>> Start EXCERPTED RECORDS

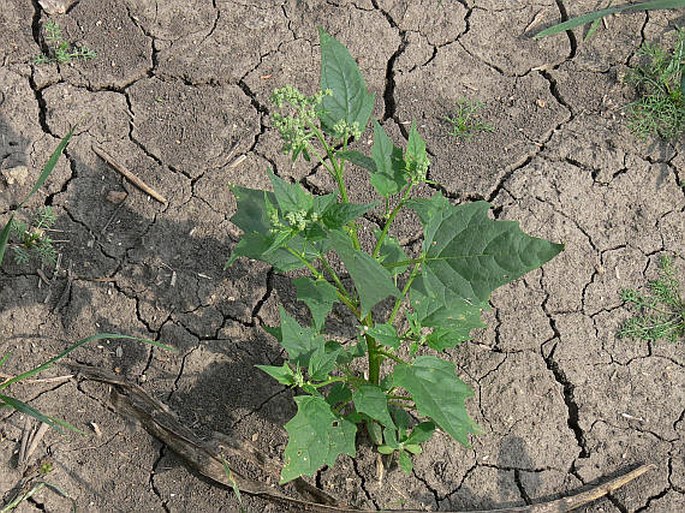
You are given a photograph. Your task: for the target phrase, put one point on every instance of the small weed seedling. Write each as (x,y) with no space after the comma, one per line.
(660,110)
(661,312)
(59,50)
(466,121)
(30,238)
(391,380)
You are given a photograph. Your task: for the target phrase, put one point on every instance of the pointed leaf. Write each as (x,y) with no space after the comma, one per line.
(291,197)
(283,374)
(340,214)
(319,296)
(596,15)
(358,159)
(349,100)
(439,394)
(372,281)
(299,341)
(392,253)
(451,317)
(386,334)
(316,436)
(49,165)
(389,177)
(372,401)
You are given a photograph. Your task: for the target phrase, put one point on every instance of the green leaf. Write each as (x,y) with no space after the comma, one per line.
(49,166)
(316,436)
(391,253)
(22,407)
(415,156)
(299,341)
(323,361)
(421,433)
(439,395)
(339,393)
(372,281)
(595,15)
(451,317)
(338,215)
(349,100)
(358,159)
(372,401)
(405,463)
(468,255)
(389,177)
(319,296)
(291,197)
(283,374)
(386,334)
(257,242)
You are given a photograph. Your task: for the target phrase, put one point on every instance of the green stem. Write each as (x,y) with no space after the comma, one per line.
(405,290)
(393,357)
(343,295)
(375,360)
(391,218)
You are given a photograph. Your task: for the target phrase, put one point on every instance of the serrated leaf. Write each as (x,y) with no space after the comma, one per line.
(358,159)
(316,437)
(349,99)
(405,463)
(291,197)
(415,156)
(372,401)
(421,433)
(4,238)
(283,374)
(439,395)
(300,342)
(339,393)
(338,215)
(319,296)
(469,255)
(386,334)
(451,317)
(323,361)
(389,177)
(596,15)
(257,241)
(371,280)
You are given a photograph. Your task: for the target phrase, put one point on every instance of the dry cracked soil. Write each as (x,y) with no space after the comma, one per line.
(179,90)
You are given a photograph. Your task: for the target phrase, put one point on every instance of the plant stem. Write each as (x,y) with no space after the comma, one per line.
(391,218)
(405,291)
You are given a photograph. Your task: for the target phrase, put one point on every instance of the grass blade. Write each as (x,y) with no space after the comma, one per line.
(73,347)
(4,237)
(596,15)
(49,167)
(22,407)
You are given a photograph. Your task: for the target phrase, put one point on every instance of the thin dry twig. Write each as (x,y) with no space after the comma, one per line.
(128,175)
(210,457)
(56,379)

>> End EXCERPTED RECORDS

> _SET EXERCISE_
Give the entries again without a single change, but with no pictures.

> _SOLUTION FOR THIS PROBLEM_
You are given a photograph. Your task: for the target phrase, put one point on every instance of the small weed seedling. Write each as (x,y) with no space after the comma, one per line.
(660,110)
(661,312)
(59,50)
(466,121)
(30,238)
(391,380)
You are given a photograph. Your task: for the target phrase, put one point on every instance of the pointed leaf. Write each as (x,y) with no space after the comma, one per line.
(291,197)
(283,374)
(340,214)
(319,296)
(596,15)
(358,159)
(349,100)
(439,394)
(372,281)
(299,341)
(392,253)
(451,317)
(386,334)
(316,436)
(49,165)
(389,177)
(372,401)
You are given a photograph. Your task: for the target phrase, put one point on every instance of the green leaf. Write each as (x,y) with no space after the comma, one per line.
(49,166)
(316,436)
(391,253)
(22,407)
(415,156)
(299,341)
(323,361)
(421,433)
(439,395)
(339,393)
(372,281)
(595,15)
(451,317)
(338,215)
(349,100)
(358,159)
(372,401)
(405,463)
(468,255)
(389,177)
(319,296)
(291,197)
(283,374)
(386,334)
(257,242)
You are given a photograph. Your task: for the target phrase, put one point on every instance of the green stem. Write each as (x,y) with no space after the comma, one per line.
(405,290)
(393,357)
(343,295)
(375,360)
(391,218)
You are given a photograph. Your task: for the target phrase, put one point on every instance of the serrated leaf. Write each as (x,y) with no space after the comma, one per line.
(358,159)
(316,437)
(349,99)
(405,463)
(291,197)
(415,156)
(372,401)
(421,433)
(4,238)
(283,374)
(439,395)
(300,342)
(339,393)
(338,215)
(319,296)
(469,255)
(386,334)
(451,317)
(323,361)
(389,177)
(596,15)
(257,241)
(371,280)
You are given a photograph. Your task: for the target phrase, put one point on every instance of the dry cracked soil. Write each as (x,y) with no space after the comma, one per line.
(179,90)
You are given a photograph. Your task: for the target phrase, put one point on every instance of the plant stem. Write each as (x,y) with no space after the comma, one per line.
(391,218)
(405,291)
You are given a photograph. Your task: for the target phrase, put one point on every instance of the grass blade. Write each as (x,y) with no space after the comma, one per line.
(73,347)
(4,237)
(596,15)
(49,167)
(22,407)
You are given a photograph. Your task: for the target phrase, put one point on every instance of the thin dry twig. Write each as (x,y) with no space after the comma, one per line.
(128,175)
(210,457)
(56,379)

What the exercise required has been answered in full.